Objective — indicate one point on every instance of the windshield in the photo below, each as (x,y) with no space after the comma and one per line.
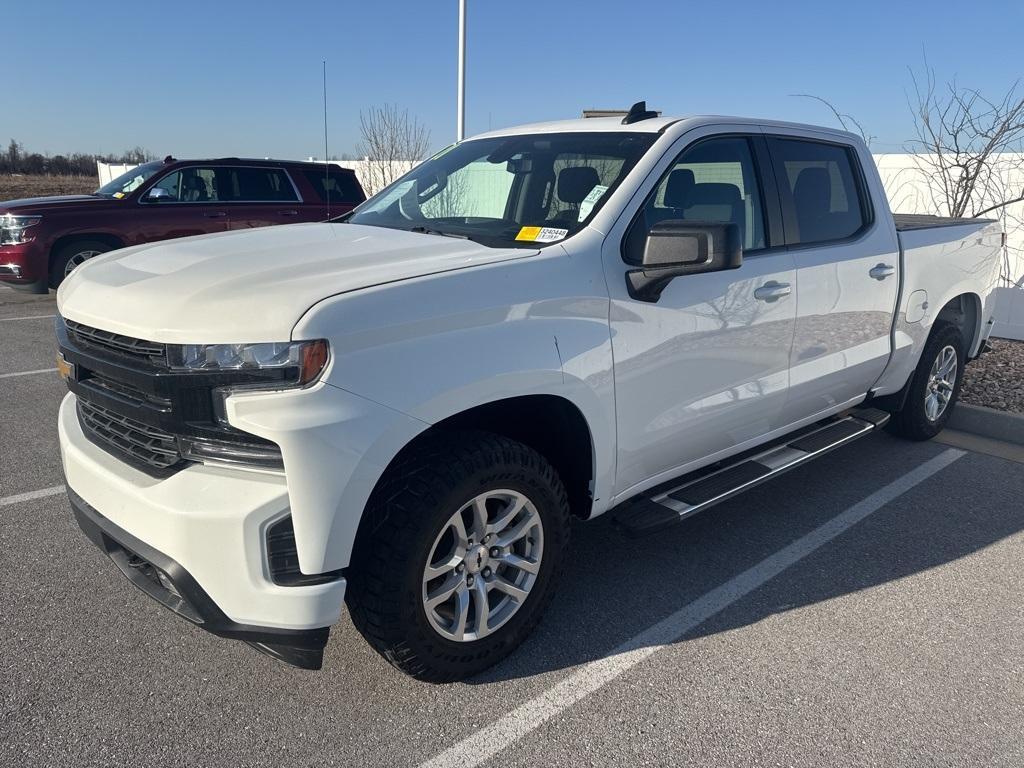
(129,181)
(510,190)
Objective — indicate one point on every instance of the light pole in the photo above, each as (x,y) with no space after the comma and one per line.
(461,110)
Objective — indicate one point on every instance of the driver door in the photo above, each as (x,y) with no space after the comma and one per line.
(704,371)
(192,206)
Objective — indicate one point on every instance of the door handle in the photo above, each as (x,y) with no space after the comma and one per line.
(772,291)
(881,271)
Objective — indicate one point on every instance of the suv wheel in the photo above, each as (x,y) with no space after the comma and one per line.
(935,386)
(74,255)
(458,555)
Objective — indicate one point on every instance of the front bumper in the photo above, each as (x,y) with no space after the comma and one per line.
(205,528)
(165,581)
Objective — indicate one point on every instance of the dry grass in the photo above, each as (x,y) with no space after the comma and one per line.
(14,187)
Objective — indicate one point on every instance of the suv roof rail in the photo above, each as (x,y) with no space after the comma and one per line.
(637,113)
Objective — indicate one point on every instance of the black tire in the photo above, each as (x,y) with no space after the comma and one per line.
(407,513)
(912,421)
(71,252)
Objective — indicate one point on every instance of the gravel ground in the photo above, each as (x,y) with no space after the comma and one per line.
(996,379)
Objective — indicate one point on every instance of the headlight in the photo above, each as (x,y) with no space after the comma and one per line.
(302,361)
(12,228)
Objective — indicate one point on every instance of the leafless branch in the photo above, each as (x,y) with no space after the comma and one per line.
(392,141)
(842,118)
(968,145)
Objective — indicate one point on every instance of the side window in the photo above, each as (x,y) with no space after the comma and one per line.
(336,186)
(820,190)
(250,184)
(171,183)
(713,181)
(190,185)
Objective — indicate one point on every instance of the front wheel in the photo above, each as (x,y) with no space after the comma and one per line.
(72,256)
(935,386)
(458,555)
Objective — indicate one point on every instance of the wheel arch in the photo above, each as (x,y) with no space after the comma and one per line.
(551,424)
(964,311)
(112,240)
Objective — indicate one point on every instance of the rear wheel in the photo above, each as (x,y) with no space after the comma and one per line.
(73,255)
(458,555)
(935,386)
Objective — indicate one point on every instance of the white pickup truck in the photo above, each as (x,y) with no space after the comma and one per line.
(402,410)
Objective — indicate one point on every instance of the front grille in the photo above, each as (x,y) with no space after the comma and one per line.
(112,342)
(156,419)
(141,442)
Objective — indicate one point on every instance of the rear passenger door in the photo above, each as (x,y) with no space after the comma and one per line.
(260,196)
(704,371)
(847,282)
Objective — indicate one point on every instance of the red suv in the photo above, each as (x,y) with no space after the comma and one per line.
(43,239)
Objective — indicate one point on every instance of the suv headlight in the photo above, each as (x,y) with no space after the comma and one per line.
(12,228)
(300,361)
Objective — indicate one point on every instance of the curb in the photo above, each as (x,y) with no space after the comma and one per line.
(987,422)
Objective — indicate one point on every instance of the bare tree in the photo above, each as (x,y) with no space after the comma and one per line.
(848,122)
(392,141)
(968,144)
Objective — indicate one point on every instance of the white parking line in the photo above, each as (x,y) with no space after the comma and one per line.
(28,373)
(28,316)
(498,736)
(29,496)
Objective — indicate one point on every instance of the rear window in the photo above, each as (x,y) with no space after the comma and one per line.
(250,184)
(821,188)
(336,185)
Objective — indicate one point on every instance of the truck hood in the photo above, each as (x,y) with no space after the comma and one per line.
(252,286)
(41,205)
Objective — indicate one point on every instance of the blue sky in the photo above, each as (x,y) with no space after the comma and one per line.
(219,77)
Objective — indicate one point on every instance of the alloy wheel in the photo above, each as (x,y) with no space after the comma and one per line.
(482,565)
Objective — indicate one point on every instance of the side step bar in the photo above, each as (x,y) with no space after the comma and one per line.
(662,508)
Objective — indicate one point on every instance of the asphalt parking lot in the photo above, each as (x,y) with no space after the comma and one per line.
(864,610)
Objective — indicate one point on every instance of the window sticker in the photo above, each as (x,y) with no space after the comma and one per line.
(591,200)
(445,151)
(541,233)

- [What the task requires] Retype all entries exactly as they appear, dropping the images.

- [Completed exercise]
Objective — indicate one point on every instance of the windshield in the photo below, each as (x,y) with no space after the comma and one per line.
(129,181)
(510,190)
Objective — indicate one point on every instance of the light pole in the photo above, each as (x,y) with no space after the comma and one per line.
(461,110)
Objective — indicate one point on every instance of the driver door in the photo above, each as (x,y) with no space after the comma and one per line.
(704,371)
(192,206)
Objective — indicate one point on every instance of the door handle in the photo above, each as (x,y) with no space after the comma and one per line.
(772,291)
(881,271)
Objective — indicate one point on every instance of the suv wheel in the photo above, each as (x,y) with no space after the comma and one per line.
(935,386)
(74,255)
(458,555)
Objective — indicate one point on every instance of the front bumper in the photo above, each as (x,y) with no space after the comma and one per line.
(205,528)
(165,581)
Objective — indicate one point on every instance of the dry grass in the photo above, each as (x,y) with no space after the comma and one per line.
(14,187)
Objective — indicate one point on every instance of the suv roof rail in the photo above, each as (x,y) with no space after the comma and one per line.
(637,113)
Objective — indicate one point on every instance of the black tire in the photo above, each as (x,y) with no space after the comma and one per line.
(407,513)
(912,421)
(71,252)
Objective — indicate one point on every instance of the gravel ground in the photo above, each as (x,y) with no space after the comma and one per line.
(996,379)
Objective — indicate one point on every instance of the headlight in the photo above, each as (x,y) with no space after the comma and one per line.
(302,361)
(12,228)
Objective — indicate one point on every instance of the leafless branch in the photo above, each as (x,y) with no space after the comma and one per line.
(392,141)
(842,118)
(968,145)
Objective — indicate one point on every instance of the side window in the photo above, each as (x,y) with no space after the comma and one per line.
(336,186)
(820,190)
(250,184)
(171,183)
(713,181)
(190,185)
Objective — indicate one point on every instance of the front wheel in the photo above, each as (x,y) with no space after the comma and one per line.
(72,256)
(935,386)
(458,555)
Objective — indicate one point on every instance of the wheel arch in the photo above, each as (x,y) with no space after the comma and one per line.
(551,424)
(964,311)
(112,240)
Objective — indicate one point on every instance of the rear wheel in the photo above, each as (x,y) with no space after the comma and one per line.
(73,255)
(458,555)
(935,386)
Objective — indicate one point on every instance of the white pickup truck in the photo above, each as (x,y) with no space after the comma and one per line.
(402,410)
Objective — indicate one point on every instance of the front grille in the photo above, each as (x,y) with no space after the comma and one per line.
(112,342)
(156,419)
(141,442)
Objective — indicate one point on every instance of the rear passenger door in the photo above, each as (x,y) with no space after the comma and one per line.
(260,196)
(704,371)
(847,282)
Objective — indicate one point on every instance of the red suv in the photo above, each as (x,y) with no space after the comma and one per line.
(43,239)
Objective — indicate one point on every instance of the suv headlight in the photo above, each as (x,y) with no space after the comma and one per line.
(12,228)
(300,361)
Objective — indicate one point on every instance of the curb in the photo above, each as (x,y) with no space after the comma and one per line.
(987,422)
Objective — indicate one point on every instance of the bare tree in the photo above, each as (x,y) with no space after the comma and one per line.
(848,122)
(392,141)
(968,144)
Objective — indicate one point on every instance of the white parking line in the photo above, each as (x,y) with no space after the comma and one per line.
(28,373)
(28,316)
(498,736)
(29,496)
Objective — indicate one point on every instance of the rear window in the photo above, each as (x,y) with no space after the comma and one per line.
(250,184)
(821,188)
(336,185)
Objective — indicate one point on every instance of the truck hood in the photo above, each as (x,y) with no space after the comma and one per line.
(252,286)
(41,205)
Objective — indicate one point on every instance of the blue sky in the photo above, each as (x,y) with no space after the comma and one per line.
(219,77)
Objective — indicate one point on every instance of the alloy wheel in the photo above, each as (x,y) with no space after the comma and one per line.
(482,565)
Objective — indicate one point on every instance of the side step bar in the photo above, each as (x,y) with no space after the comma and one per line.
(662,508)
Objective — indicate one point on every instance of the asphalt parking lot in the photo above, each as (x,y) with no space after the comma and one per line.
(864,610)
Objective — indicate one point on every instance of the window sticker in the photo above, each as (x,y) with no space after the comma and one per line.
(591,200)
(445,151)
(541,233)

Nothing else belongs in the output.